Yuan Q, Song Y, Yang CH, Jan LY, Jan YN. Nat. Neurosci. 2014; 17(1): 81-88.

Affiliation

1] Department of Physiology and Howard Hughes Medical Institute, University of California at San Francisco, San Francisco, California, USA. [2] [3].

Copyright

(Copyright © 2014, Holtzbrinck Springer Nature Publishing Group)

DOI

10.1038/nn.3581

PMID

24241395

Abstract

Intraspecific male-male aggression, which is important for sexual selection, is regulated by environment, experience and internal states through largely undefined molecular and cellular mechanisms. To understand the basic neural pathway underlying the modulation of this innate behavior, we established a behavioral assay in Drosophila melanogaster and investigated the relationship between sexual experience and aggression. In the presence of mating partners, adult male flies exhibited elevated levels of aggression, which was largely suppressed by prior exposure to females via a sexually dimorphic neural mechanism. The suppression involved the ability of male flies to detect females by contact chemosensation through the pheromone-sensing ion channel ppk29 and was mediated by male-specific GABAergic neurons acting on the GABAA receptor RDL in target cells. Silencing or activating this circuit led to dis-inhibition or elimination of sex-related aggression, respectively. We propose that the GABAergic inhibition represents a critical cellular mechanism that enables prior experience to modulate aggression.

◆ Task list ◆
1. Answer these questions about the fly aggression article:
(a) In which species was the behavioral assay established?
(b) What is the article's DOI?
(c) Through which ion channel do male flies detect females by contact chemosensation?
2. Does each statement agree with the fly aggression article? Answer yes or no and quote the words from the article that decide it.
(a) Prior exposure to females raised the level of aggression in male flies.
(b) The article appeared in volume 17 of Nat. Neurosci.
(c) The GABAergic neurons that mediate the suppression are male-specific.
3. Change "Physiology" to "Anatomy" and write out everything in the fly aggression article from "1] Department of" down to "Nature Publishing Group)".
The records have no connection to the fly aggression article.

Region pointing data
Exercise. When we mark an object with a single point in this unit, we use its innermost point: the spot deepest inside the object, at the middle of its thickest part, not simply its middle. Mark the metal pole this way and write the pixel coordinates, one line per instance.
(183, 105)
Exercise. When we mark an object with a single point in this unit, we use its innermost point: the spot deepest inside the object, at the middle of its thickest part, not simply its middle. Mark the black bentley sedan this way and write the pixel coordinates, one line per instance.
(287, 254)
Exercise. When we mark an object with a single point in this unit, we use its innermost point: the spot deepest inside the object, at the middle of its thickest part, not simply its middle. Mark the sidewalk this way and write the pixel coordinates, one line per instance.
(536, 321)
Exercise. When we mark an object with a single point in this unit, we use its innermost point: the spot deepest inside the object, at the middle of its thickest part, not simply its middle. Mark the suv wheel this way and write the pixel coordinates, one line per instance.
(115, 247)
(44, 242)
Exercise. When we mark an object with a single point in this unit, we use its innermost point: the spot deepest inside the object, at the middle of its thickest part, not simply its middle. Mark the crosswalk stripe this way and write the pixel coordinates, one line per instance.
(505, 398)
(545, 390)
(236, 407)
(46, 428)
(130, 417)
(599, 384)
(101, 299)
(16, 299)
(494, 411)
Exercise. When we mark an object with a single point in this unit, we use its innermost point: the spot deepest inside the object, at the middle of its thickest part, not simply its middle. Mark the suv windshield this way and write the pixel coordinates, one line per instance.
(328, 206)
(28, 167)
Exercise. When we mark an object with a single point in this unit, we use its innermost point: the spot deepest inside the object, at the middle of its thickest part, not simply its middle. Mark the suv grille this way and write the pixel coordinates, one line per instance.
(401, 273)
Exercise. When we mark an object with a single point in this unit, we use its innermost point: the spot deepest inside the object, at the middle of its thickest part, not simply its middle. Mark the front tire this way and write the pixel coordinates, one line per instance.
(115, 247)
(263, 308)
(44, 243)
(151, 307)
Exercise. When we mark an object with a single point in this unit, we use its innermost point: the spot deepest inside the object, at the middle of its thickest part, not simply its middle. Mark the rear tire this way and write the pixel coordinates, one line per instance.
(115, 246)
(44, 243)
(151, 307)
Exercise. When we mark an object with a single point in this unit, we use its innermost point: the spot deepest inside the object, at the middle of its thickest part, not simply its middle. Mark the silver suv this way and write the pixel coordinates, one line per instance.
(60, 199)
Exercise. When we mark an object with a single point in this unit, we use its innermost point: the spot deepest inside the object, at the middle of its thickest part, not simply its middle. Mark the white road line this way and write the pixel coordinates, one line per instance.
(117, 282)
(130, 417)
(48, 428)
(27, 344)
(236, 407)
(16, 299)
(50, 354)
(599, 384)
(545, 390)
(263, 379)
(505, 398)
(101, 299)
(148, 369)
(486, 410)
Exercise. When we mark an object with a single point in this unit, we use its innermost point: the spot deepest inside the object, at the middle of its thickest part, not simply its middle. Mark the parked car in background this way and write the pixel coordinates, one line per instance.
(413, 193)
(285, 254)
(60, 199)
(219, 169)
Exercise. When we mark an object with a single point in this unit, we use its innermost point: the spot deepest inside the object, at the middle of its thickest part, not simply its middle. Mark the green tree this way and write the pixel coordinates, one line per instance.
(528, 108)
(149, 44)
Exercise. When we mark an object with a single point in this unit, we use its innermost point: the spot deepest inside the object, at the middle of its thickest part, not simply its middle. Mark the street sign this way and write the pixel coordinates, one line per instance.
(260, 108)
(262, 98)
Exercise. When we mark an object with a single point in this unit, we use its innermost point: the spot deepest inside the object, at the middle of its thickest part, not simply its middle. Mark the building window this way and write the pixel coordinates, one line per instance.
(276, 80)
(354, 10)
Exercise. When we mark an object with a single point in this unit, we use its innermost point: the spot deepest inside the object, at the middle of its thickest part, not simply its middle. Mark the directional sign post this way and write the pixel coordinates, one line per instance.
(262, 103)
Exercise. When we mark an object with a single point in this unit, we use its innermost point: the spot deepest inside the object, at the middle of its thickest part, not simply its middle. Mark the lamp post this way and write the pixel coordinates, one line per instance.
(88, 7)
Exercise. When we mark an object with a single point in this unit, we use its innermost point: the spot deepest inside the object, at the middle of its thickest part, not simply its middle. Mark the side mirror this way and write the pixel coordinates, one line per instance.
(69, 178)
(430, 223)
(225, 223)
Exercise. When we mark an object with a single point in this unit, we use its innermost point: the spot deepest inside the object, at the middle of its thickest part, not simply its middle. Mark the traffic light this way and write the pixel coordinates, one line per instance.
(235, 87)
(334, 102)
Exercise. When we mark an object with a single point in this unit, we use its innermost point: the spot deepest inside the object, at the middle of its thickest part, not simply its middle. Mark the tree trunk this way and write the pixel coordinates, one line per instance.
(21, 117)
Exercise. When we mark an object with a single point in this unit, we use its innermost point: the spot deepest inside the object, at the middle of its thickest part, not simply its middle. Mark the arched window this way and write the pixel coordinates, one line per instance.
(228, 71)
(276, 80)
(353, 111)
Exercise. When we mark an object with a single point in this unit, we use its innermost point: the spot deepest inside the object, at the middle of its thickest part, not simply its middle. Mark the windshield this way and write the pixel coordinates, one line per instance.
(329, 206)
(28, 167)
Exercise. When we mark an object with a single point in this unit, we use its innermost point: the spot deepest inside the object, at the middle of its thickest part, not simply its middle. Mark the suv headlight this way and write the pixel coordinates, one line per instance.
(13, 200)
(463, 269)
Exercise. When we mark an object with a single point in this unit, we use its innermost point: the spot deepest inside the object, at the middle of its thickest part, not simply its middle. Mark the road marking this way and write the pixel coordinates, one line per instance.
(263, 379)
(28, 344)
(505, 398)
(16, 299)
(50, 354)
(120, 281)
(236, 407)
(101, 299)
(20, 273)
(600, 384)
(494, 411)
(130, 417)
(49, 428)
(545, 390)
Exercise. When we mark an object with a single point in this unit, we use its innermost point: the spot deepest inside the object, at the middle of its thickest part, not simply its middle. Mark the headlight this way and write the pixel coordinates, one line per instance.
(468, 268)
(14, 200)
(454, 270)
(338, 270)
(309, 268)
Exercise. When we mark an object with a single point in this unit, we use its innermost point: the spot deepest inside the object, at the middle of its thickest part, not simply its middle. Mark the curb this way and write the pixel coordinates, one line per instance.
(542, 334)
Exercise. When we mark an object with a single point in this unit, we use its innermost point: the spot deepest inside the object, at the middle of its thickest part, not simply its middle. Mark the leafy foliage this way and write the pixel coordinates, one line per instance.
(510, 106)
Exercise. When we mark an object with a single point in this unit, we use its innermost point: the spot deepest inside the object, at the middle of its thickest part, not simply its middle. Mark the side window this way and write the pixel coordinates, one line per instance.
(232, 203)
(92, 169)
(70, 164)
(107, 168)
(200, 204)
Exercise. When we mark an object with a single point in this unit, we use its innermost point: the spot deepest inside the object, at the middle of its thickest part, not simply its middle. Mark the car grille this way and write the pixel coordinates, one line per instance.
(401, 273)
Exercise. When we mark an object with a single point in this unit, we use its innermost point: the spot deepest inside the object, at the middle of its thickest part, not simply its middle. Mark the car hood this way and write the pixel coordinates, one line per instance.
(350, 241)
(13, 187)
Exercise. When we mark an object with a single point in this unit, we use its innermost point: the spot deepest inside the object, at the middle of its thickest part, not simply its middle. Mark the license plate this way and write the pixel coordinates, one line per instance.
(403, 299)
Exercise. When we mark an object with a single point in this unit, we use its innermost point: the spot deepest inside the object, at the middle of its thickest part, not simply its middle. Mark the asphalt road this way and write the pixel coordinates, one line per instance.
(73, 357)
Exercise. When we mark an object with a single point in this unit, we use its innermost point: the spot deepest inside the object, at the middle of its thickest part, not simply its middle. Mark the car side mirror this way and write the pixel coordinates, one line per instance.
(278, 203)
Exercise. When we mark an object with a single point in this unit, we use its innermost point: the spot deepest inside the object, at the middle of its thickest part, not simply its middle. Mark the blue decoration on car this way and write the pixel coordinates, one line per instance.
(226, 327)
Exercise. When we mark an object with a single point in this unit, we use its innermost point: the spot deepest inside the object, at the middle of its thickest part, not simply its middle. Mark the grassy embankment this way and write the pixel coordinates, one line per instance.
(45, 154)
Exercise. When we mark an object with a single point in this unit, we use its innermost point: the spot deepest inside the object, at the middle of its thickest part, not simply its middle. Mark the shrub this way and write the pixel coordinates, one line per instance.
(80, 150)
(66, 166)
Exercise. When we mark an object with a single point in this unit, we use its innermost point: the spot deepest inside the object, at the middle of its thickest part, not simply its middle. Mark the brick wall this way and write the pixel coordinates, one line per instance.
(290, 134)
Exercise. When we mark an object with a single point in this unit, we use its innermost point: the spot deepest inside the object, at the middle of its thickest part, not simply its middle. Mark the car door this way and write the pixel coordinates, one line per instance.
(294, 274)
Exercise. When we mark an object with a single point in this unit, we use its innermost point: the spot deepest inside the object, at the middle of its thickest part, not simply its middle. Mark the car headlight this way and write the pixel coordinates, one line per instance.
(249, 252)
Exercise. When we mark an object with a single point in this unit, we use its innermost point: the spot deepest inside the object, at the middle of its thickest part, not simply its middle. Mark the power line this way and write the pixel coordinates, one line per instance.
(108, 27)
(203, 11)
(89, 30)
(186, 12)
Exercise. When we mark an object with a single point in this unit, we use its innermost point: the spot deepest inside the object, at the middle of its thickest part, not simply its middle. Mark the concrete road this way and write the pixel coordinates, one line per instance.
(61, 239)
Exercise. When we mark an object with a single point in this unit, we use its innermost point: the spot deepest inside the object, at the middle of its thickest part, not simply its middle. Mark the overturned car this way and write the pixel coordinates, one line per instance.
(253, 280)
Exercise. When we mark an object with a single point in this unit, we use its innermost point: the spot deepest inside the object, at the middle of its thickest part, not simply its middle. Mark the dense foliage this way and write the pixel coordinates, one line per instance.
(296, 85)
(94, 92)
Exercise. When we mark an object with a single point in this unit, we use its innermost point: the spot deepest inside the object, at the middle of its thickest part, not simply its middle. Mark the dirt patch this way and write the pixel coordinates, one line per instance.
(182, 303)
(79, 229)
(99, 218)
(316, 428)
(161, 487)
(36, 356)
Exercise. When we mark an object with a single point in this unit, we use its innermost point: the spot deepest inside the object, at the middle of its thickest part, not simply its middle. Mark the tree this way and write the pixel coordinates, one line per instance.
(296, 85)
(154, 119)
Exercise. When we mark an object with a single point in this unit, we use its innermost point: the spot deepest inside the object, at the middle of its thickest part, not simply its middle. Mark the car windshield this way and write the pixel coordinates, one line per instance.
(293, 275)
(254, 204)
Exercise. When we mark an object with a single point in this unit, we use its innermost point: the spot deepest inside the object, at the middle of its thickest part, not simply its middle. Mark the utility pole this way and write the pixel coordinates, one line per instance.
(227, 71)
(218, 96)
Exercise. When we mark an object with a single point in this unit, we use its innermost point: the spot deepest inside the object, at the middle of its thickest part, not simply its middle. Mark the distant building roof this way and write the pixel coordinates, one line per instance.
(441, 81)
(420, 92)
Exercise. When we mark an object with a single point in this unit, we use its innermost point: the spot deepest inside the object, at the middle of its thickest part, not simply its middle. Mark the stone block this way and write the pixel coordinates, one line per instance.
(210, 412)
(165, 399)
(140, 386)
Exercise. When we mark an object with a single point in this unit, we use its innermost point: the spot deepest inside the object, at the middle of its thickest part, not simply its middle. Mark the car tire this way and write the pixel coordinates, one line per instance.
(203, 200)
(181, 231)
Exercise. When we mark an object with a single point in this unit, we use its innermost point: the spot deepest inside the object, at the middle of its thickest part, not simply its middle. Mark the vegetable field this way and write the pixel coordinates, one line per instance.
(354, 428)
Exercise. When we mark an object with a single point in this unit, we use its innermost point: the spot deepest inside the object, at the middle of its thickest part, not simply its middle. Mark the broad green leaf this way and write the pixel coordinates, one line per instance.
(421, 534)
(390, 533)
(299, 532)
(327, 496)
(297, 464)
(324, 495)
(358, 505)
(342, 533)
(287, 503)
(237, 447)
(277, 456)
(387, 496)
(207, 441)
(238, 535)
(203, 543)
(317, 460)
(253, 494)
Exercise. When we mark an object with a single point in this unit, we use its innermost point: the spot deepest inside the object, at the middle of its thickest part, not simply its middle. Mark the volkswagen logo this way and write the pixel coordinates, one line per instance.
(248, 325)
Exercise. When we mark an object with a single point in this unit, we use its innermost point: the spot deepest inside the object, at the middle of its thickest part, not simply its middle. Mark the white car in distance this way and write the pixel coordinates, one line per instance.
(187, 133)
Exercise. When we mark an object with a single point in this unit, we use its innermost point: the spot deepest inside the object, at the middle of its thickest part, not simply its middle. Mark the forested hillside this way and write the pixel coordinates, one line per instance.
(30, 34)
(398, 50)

◆ Answers provided ◆
1.
(a) Drosophila melanogaster
(b) 10.1038/nn.3581
(c) ppk29

2.
(a) No: "largely suppressed by prior exposure to females"
(b) Yes: "Nat. Neurosci. 2014; 17(1): 81-88."
(c) Yes: "mediated by male-specific GABAergic neurons"

3.
1] Department of Anatomy and Howard Hughes Medical Institute, University of California at San Francisco, San Francisco, California, USA. [2] [3].

Copyright

(Copyright © 2014, Holtzbrinck Springer Nature Publishing Group)